**What is being asked:** Rewrite the records below, replacing every occurrence of "blurred green background" with "out-of-focus green background" and keeping everything else the same.

**Records for the task:**
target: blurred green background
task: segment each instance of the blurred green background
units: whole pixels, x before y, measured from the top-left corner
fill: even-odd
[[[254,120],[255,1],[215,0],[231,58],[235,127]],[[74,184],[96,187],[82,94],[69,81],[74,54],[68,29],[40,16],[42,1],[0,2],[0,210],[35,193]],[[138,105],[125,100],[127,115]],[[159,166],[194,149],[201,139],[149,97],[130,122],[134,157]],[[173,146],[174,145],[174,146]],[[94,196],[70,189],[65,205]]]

**The output:**
target: out-of-focus green background
task: segment each instance of the out-of-focus green background
units: whole pixels, x before y, measured from the top-left corner
fill: even-odd
[[[254,120],[255,1],[215,0],[231,58],[235,127]],[[74,184],[96,187],[82,94],[69,81],[74,54],[68,29],[40,16],[42,1],[0,2],[0,210],[35,193]],[[138,105],[125,100],[127,115]],[[159,166],[194,149],[201,139],[149,97],[130,122],[134,157]],[[173,146],[174,145],[174,146]],[[94,196],[70,189],[65,205]]]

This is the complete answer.